━━━━━ TEXT EXTRACT

Last year, I commemorated Columbus Day at work by printing out a picture of the man, taping it to the computer monitors on the counter, and writing the phrase "psychopath" in big, red letters underneath. For the most part, it was a largely-ignored gesture, but there were a few people throughout the day who commented on it. A couple of people laughed and talked about it. A few others grumbled or found it offensive.

While the workplace may not be the best place to make such a statement, I did believe it to be one worth making. Though there are efforts to create distance between ourselves and the myth of Christopher Columbus (much of what we learn about him is a half-truth or bald-faced lie), the fact remains that Columbus Day is still a federally-recognized holiday observed on the second Monday in October.

Every. Single. Year.

But my small-time effort to confront the general public with this didn't stem solely from the misinformation surrounding Christopher Columbus. It's largely a point on the current state of affairs between the United States government and the remaining indigenous population in the United States.

━━━━━━━━━━
━━━━━ DATA SEGMENT

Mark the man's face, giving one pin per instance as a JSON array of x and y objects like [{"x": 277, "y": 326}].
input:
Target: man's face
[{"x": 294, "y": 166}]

━━━━━━━━━━

Resume the Columbus Day essay above from where it stops, carrying on from its last sentence.

RESULT FOR THIS TASK:
The U.S. Government bears the responsibility of managing the affairs of the country's indigenous population, and in the one-hundred and eighty-plus years since Chief Justice John Marshall referred to the relationship between indigenous peoples and the U.S. government as that of "a ward to his guardian," Washington has been a largely neglectful, and at times abusive, one.

If you travel out west, particularly in New Mexico, that relationship is unapologetically on display. Reservations are full of disillusionment, substance abuse, and destitution, with poverty rates more than double the national rate and extreme poverty rates at around six times the national rate. Employment opportunities are rare, if they exist at all. Schooling and education is either wholly inadequate, treated with extreme skepticism, or simply doesn't exist. These factors are what prompted sociologist Gary Sandefur to call reservations the nation's "first underclass areas."

Resources that could be utilized to bring some relief to the stymied economies on reservation lands are tied up in confusing, twisted Federal bureaucracies while the U.S. government, simultaneously, tramples on indigenous culture in its own economic pursuits (such as the ongoing dispute between the Sioux and Washington over the Black Hills).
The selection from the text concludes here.